_Required task_: The lines to extract begin at the one containing "find every out-of-focus" and run to the end of the listing; set them down exactly and alone.

_Input_:
** START **

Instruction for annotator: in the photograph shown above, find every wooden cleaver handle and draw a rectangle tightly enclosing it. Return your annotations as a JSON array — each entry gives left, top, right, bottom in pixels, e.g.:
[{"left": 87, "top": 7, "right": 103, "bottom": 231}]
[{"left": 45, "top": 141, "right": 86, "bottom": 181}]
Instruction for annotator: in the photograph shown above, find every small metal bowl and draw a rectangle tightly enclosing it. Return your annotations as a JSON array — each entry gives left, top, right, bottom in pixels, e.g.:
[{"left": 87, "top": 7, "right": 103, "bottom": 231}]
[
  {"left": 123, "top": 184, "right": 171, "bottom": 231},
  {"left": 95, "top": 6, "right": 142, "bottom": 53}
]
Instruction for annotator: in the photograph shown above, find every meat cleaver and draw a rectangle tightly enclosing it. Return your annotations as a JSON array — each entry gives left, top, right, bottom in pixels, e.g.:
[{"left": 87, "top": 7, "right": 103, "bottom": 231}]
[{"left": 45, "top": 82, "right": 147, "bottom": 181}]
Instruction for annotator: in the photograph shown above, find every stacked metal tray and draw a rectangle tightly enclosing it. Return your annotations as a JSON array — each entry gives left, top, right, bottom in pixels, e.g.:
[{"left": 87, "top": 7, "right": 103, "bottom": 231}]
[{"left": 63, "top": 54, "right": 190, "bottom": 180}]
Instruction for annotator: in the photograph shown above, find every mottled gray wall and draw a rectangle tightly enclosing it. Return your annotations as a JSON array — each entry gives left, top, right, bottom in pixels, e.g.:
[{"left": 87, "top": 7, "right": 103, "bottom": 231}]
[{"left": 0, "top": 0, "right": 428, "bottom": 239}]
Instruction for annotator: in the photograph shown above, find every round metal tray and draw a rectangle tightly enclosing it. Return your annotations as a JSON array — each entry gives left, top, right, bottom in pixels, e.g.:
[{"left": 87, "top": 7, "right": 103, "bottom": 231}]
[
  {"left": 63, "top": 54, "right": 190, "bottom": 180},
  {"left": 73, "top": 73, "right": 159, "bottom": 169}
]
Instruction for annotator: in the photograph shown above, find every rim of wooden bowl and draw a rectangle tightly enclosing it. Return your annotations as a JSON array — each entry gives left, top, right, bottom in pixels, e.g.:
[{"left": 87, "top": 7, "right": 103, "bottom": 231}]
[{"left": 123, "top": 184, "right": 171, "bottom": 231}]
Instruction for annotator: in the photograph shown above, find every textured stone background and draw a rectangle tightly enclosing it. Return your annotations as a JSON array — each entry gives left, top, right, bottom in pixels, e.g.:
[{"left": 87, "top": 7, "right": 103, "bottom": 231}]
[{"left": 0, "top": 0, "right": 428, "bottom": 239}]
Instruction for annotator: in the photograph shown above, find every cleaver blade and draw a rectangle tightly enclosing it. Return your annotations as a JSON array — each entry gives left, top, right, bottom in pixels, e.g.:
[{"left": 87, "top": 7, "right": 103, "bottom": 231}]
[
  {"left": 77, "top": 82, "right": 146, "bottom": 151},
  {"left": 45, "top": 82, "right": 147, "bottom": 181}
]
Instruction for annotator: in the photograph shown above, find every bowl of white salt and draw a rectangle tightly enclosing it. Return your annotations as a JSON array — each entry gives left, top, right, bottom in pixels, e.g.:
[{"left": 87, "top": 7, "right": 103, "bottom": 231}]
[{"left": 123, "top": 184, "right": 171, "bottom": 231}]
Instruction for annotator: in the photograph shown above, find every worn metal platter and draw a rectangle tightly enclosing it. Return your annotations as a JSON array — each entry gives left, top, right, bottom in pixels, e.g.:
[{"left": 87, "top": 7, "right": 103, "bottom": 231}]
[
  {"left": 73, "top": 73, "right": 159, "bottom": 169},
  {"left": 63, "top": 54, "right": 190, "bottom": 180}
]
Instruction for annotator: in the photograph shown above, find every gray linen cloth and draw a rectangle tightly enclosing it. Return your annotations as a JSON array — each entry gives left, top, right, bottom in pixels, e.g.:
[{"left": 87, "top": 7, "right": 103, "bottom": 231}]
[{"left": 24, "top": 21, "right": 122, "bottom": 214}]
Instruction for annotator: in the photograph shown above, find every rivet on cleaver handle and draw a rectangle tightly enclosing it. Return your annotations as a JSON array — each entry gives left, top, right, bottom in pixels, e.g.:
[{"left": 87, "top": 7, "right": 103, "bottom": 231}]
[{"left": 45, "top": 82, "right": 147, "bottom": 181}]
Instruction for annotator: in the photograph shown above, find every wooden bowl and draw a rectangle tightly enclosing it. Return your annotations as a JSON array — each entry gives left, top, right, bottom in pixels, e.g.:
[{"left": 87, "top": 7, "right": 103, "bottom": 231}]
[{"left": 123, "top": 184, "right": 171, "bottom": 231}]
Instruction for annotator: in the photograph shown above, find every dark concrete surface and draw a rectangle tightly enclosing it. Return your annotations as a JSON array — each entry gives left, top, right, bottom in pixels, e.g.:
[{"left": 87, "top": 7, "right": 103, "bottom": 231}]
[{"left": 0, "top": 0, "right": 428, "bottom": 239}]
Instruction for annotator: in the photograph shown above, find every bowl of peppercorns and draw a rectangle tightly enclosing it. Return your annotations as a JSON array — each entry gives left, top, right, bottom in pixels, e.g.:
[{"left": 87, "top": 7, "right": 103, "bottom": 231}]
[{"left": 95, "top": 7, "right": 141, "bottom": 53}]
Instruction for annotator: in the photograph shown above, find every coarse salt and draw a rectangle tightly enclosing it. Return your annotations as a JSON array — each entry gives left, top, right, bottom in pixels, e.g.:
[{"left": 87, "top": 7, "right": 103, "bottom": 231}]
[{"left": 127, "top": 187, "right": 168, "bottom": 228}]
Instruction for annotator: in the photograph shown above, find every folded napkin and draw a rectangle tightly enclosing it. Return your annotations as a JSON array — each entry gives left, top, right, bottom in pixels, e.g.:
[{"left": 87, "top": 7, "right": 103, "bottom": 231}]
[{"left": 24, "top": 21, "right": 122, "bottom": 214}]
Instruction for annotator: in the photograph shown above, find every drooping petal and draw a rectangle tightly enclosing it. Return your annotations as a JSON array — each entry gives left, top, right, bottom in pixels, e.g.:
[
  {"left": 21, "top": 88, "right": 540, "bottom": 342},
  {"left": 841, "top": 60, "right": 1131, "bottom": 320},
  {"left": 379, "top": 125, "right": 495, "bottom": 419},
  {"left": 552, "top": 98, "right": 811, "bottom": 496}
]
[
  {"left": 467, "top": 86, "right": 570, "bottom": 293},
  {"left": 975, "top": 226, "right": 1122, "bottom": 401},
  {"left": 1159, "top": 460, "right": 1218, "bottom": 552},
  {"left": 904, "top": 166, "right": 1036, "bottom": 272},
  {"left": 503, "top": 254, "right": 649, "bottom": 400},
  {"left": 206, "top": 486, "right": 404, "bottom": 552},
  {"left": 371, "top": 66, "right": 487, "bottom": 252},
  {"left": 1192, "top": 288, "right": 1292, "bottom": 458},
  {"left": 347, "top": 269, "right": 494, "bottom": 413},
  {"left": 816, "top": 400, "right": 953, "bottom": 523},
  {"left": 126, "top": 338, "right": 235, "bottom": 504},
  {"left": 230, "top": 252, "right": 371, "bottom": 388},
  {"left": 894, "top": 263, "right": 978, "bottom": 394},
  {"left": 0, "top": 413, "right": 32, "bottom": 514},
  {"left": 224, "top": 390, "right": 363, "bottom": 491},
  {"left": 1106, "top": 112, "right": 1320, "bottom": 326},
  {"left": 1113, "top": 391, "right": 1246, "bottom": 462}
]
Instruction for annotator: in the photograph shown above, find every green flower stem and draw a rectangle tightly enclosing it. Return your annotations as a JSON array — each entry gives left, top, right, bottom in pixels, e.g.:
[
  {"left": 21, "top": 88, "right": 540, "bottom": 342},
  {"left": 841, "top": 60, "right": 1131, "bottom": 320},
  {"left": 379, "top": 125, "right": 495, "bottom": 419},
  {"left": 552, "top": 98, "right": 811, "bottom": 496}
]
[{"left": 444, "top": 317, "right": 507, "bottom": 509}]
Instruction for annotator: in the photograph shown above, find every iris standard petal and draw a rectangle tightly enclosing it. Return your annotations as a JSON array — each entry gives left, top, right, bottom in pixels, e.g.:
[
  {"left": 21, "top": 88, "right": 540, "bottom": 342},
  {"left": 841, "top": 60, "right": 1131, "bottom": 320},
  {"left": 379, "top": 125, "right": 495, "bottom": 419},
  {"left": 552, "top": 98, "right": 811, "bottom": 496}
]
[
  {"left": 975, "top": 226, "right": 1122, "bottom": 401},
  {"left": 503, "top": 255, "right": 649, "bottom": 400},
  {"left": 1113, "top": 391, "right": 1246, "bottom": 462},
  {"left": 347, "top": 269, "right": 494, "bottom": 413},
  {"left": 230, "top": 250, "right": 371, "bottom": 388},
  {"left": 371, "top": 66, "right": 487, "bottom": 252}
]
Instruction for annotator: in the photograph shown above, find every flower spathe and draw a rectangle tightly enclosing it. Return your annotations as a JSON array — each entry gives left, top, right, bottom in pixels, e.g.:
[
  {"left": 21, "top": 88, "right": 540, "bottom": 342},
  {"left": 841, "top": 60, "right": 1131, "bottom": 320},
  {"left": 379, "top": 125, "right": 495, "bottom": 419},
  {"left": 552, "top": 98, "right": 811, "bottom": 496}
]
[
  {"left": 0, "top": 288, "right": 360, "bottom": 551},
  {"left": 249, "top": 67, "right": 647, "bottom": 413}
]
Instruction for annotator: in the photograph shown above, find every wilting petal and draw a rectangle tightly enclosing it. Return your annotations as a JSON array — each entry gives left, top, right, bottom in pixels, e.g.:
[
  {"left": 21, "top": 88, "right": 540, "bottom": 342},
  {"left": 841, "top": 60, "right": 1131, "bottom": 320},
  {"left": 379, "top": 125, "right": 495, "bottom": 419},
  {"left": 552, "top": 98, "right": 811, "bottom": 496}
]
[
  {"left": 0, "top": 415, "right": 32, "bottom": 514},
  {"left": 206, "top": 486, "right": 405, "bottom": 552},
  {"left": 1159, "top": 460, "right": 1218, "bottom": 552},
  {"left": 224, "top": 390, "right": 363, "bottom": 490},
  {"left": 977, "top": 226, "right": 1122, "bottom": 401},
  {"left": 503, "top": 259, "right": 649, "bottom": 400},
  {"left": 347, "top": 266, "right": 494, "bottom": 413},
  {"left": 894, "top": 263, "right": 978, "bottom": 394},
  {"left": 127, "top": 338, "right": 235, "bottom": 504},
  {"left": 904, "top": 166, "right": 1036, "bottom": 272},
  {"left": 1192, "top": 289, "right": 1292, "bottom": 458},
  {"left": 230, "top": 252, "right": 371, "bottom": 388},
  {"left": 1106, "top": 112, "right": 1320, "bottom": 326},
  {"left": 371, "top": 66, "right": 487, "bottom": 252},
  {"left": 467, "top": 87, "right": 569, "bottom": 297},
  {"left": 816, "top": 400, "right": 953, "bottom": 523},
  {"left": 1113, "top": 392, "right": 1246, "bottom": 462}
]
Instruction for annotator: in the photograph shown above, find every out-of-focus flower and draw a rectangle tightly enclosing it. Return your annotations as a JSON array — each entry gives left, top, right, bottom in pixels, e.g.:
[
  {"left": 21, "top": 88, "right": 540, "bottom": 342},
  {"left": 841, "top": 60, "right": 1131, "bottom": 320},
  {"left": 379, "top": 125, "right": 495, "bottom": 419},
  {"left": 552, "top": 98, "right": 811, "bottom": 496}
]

** END **

_Solution_:
Instruction for annotator: in the photograph shown above, find every out-of-focus flower and draw a rectangle tightly enclosing it. Return your annotations as a JSON array — each entry gives left, top, right, bottom in pixels, e.g.:
[
  {"left": 21, "top": 88, "right": 540, "bottom": 342},
  {"left": 841, "top": 60, "right": 1131, "bottom": 320},
  {"left": 379, "top": 125, "right": 495, "bottom": 419},
  {"left": 552, "top": 98, "right": 811, "bottom": 496}
]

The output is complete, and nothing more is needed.